Text block:
Timing is critical when spraying your fruit trees, whether your focus is disease or pests. If you spray at the incorrect time period, not only are you being ineffective, you are potentially damaging the tree or your fruit crop. If nothing else, you’re wasting your time and money, particularly when there are so many other projects screaming for attention at this time of the year. 

What to spray when the tree is dormant

Before there are signs of life in the branches, spray the trees with a horticultural oil spray to smother scale and other overwintering insects (like aphids and mites) that snuggle down in the bark for the cold season. This is easily found as an organic product and is one of the easiest and most effective means of improving your fruit quality. 

To cover additional problems, such as fungus or fire blight, add additional products to the regime. If you have issues with apple and pear scab, a fungal disease, add lime sulfur to the dormant oil spraying. This is a natural fungicide, and thankfully is fairly mild. 

For fire blight, which is a continual battle in many parts of the country, the former protocol was applying streptomycin when it was blooming, but with the increased – and well founded – concern over bacterial resistance researchers looked for another remedy. Copper products are effective killing the fire blight bacteria that it is on the surface of the tree, so by spraying now, you can help prevent the spread. (If the tree is already infected and it’s within the bark, the copper can’t reach it, but it still has been shown to make a difference in the overall infection rates.)

When the tips  are just greening

If the spring is getting away from you and your trees are already starting to green up a little bit, you still have time to spray copper or the horticultural oil. Just keep in mind that horticultural oil can burn green parts of trees so use prudent judgement if the trees are ahead of schedule. 

You can also apply a fungicide like Captan at this time to further control scale in the trees, although do not spray it at the same time you are spraying the tree with the horticultural oil. Give it a few days in between. 

When the pink of the blossoms are showing

You have to think more about insects, along with disease, at this point. You can still spray Captan, but if you typically have insect issues, stay ahead of them by adding a pesticide at this time. There are heavy duty sprays that can be used, or if you’d rather go a less toxic route, utilize Neem oil, Bt (Bacillus thuringiensis) spray. This can help take care of caterpillars early on in the season. 

It’s good to think about the harvest now, and tending our fruit trees is one of those spring projects many of us enjoy. Just be sure to follow the labels on whatever you use, try the less harsh products whenever possible, and time it right to make the best use of it.

Supplied records:

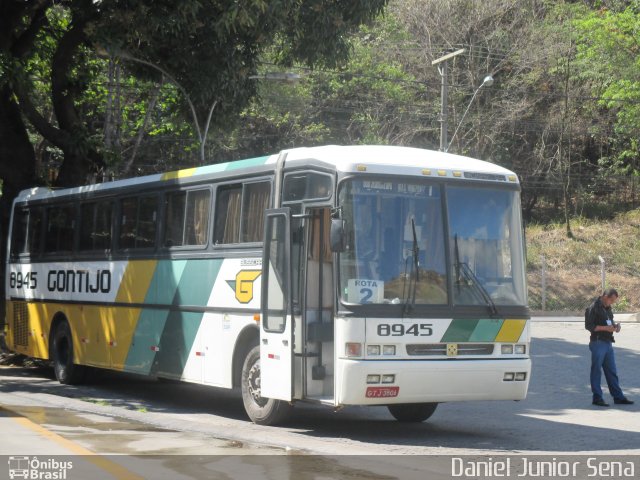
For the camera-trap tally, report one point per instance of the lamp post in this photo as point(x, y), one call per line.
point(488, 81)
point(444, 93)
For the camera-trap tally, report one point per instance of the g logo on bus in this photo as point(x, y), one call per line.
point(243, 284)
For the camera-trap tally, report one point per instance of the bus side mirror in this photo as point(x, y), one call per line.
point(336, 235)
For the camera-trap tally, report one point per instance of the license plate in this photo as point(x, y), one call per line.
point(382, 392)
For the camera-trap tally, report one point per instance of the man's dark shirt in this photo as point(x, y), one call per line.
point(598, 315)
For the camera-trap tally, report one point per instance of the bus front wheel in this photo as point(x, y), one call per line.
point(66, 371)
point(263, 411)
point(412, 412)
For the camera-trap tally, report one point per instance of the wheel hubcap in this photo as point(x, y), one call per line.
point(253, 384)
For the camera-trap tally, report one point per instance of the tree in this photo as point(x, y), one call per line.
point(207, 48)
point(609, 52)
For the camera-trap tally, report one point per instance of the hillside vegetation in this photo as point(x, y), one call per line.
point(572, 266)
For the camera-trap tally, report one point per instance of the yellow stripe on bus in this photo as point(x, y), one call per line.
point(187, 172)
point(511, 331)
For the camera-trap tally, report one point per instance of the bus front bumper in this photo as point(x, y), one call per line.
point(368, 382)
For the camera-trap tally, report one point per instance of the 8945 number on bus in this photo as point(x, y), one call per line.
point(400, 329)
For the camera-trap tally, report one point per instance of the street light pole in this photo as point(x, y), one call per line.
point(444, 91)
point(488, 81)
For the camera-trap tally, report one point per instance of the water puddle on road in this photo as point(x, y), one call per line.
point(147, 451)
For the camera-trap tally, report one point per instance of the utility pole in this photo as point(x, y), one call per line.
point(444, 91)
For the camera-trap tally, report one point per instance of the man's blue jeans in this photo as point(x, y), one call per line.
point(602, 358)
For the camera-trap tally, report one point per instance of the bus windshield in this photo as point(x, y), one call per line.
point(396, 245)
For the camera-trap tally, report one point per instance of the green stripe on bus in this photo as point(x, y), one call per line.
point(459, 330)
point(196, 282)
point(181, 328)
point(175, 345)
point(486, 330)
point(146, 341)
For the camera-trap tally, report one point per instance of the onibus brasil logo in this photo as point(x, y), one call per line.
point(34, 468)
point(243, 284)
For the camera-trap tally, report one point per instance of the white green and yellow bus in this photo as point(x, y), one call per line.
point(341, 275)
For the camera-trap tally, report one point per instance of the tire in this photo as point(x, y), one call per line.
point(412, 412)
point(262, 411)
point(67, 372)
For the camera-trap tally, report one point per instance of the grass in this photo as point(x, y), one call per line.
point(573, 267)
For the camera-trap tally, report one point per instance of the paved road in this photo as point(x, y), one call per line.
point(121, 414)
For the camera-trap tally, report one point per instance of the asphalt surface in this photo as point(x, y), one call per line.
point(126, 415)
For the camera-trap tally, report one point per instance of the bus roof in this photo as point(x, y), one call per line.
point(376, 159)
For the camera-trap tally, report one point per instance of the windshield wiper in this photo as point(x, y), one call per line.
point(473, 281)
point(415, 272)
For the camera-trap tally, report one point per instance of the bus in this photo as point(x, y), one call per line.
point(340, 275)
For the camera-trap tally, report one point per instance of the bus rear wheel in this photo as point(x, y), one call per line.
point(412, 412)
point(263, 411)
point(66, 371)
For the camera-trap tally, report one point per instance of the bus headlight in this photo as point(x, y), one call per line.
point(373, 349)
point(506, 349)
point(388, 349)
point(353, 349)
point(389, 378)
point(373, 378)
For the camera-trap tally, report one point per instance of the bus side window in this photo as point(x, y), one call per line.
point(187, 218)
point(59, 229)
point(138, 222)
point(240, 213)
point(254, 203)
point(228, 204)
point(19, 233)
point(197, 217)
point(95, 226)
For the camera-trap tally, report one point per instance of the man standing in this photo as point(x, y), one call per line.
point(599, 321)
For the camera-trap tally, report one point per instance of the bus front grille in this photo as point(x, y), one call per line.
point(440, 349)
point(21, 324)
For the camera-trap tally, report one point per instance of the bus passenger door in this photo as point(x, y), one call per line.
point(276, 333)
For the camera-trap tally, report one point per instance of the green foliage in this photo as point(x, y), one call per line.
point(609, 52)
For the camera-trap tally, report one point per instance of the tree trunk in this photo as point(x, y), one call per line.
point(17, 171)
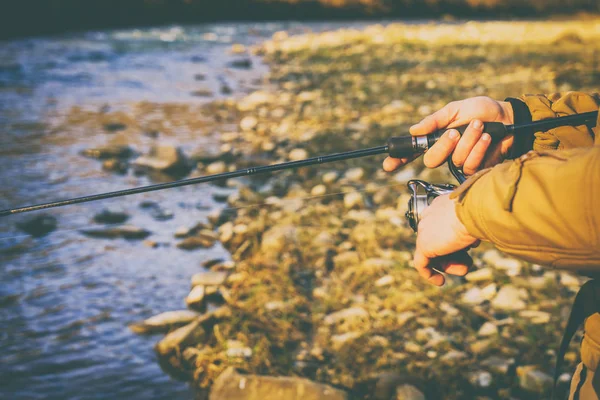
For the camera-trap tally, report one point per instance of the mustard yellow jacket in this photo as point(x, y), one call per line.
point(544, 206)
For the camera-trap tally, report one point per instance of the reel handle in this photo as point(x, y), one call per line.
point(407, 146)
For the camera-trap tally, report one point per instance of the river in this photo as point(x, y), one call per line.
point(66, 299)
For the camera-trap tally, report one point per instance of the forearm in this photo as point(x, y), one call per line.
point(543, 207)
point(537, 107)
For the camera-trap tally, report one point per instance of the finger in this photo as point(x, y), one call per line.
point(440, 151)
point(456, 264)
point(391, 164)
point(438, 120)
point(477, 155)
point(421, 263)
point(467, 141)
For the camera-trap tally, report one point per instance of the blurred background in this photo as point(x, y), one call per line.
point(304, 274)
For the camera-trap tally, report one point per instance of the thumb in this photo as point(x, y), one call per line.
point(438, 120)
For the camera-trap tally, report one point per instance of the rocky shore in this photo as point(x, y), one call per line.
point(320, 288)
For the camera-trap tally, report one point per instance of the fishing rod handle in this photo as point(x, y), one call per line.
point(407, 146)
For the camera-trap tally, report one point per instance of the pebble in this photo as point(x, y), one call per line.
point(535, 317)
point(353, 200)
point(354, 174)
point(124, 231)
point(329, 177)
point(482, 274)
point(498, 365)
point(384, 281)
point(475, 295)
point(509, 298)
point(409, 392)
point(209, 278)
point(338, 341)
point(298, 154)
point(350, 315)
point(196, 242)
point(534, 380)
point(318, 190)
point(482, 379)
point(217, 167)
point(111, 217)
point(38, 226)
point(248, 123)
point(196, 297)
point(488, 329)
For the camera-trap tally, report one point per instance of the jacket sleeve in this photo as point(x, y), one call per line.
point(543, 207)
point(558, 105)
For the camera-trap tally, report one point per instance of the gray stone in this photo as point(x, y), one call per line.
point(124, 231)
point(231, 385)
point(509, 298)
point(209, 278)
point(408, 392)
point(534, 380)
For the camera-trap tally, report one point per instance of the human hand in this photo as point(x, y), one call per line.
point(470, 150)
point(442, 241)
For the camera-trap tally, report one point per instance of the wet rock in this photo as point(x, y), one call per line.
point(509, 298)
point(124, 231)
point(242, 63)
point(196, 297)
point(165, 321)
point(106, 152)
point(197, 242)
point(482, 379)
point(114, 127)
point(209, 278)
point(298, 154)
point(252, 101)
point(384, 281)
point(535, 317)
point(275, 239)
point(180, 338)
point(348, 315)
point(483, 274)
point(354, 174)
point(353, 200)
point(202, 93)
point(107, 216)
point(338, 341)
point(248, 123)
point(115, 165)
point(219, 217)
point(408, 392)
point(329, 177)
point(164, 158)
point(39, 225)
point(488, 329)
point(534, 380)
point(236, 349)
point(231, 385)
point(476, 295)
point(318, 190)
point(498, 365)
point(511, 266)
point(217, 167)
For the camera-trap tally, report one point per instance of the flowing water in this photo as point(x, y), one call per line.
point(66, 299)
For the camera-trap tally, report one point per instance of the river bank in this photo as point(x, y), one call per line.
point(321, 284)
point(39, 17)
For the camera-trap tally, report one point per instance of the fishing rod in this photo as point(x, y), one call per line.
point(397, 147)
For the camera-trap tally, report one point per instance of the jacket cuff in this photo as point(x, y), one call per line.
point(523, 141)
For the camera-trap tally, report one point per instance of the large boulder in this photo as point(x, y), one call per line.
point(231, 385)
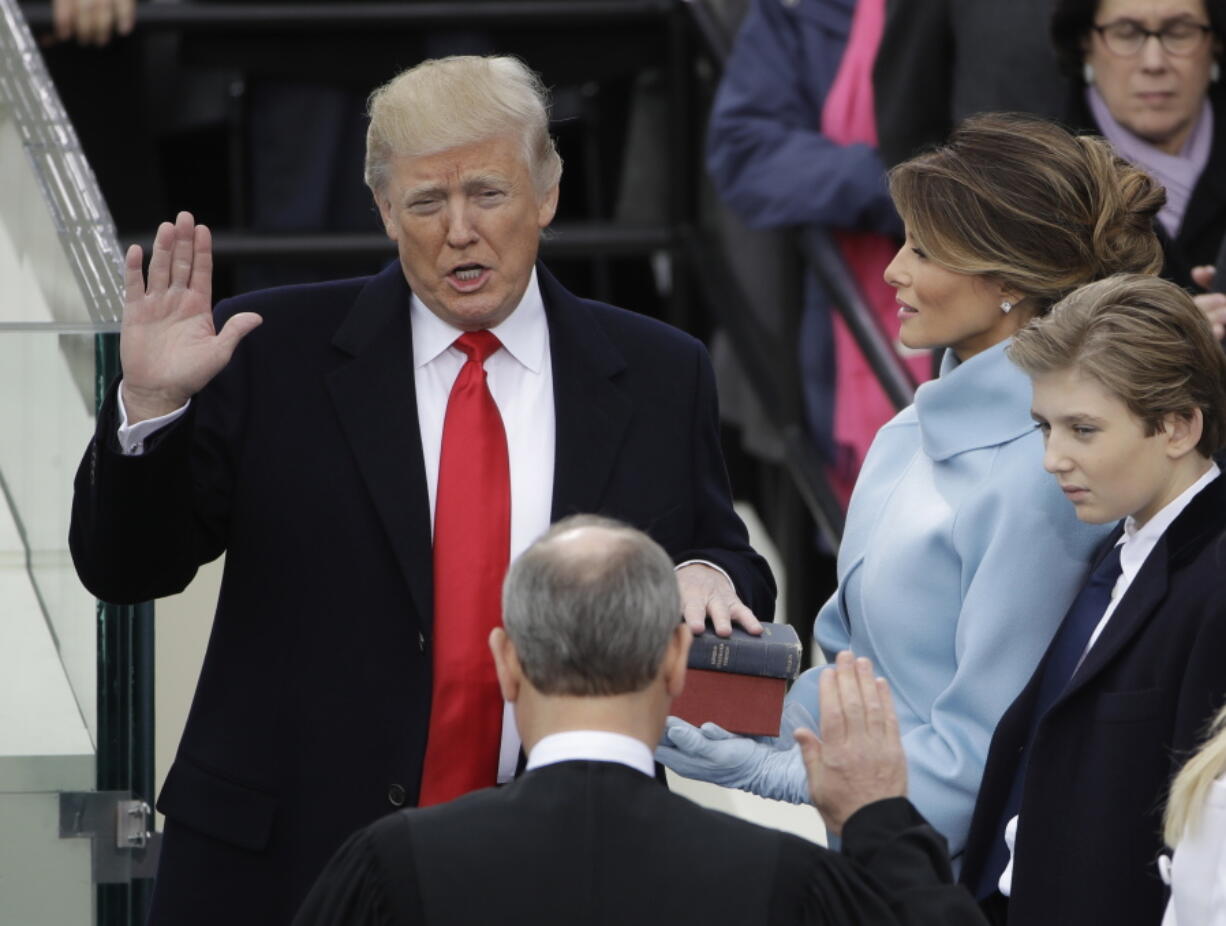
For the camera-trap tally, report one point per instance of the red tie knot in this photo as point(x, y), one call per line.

Tasks:
A – Rewrite the paragraph of the fruit tree spraying text that starts "For fire blight, which is a continual battle" as a short bulleted list that keeps its main facts.
B – Please repeat a part of the fruit tree spraying text word for word. Begin at the words "If the spring" and stop after "ahead of schedule.".
The data has nothing to do with the fruit tree spraying text.

Problem solutions:
A –
- Fire blight is an ongoing problem in many parts of the country.
- The former practice was to apply streptomycin during bloom. Concern over bacterial resistance led researchers to look for another remedy.
- Copper products kill fire blight bacteria on the tree's surface, so spraying now can help prevent the spread.
- Copper can't reach an infection already within the bark. It has still been shown to make a difference in overall infection rates.

B –
If the spring is getting away from you and your trees are already starting to green up a little bit, you still have time to spray copper or the horticultural oil. Just keep in mind that horticultural oil can burn green parts of trees so use prudent judgement if the trees are ahead of schedule.